[EXERCISE DETAILS]: Return every record below exactly as given, images excluded.
::: SOURCE RECORDS
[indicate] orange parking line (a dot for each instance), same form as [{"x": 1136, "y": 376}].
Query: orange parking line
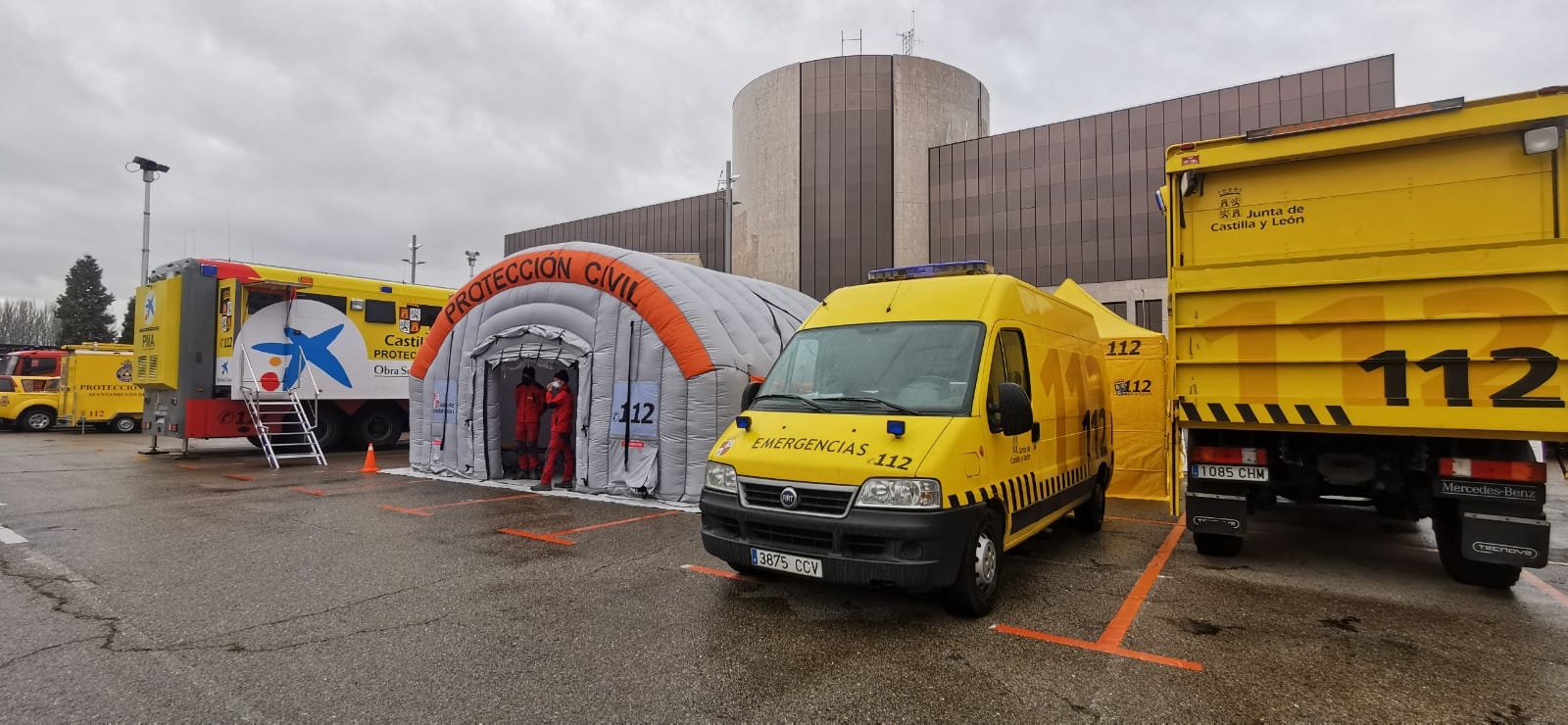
[
  {"x": 1142, "y": 519},
  {"x": 1102, "y": 649},
  {"x": 616, "y": 523},
  {"x": 1141, "y": 592},
  {"x": 541, "y": 537},
  {"x": 1546, "y": 589},
  {"x": 710, "y": 571}
]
::::::
[RESULT FOR THIS TASK]:
[indicate] orange parking line (a dot for each instance), same form as [{"x": 1136, "y": 376}].
Query: orange parking line
[
  {"x": 1142, "y": 519},
  {"x": 1102, "y": 649},
  {"x": 616, "y": 523},
  {"x": 1141, "y": 592},
  {"x": 541, "y": 537},
  {"x": 1546, "y": 589},
  {"x": 710, "y": 571}
]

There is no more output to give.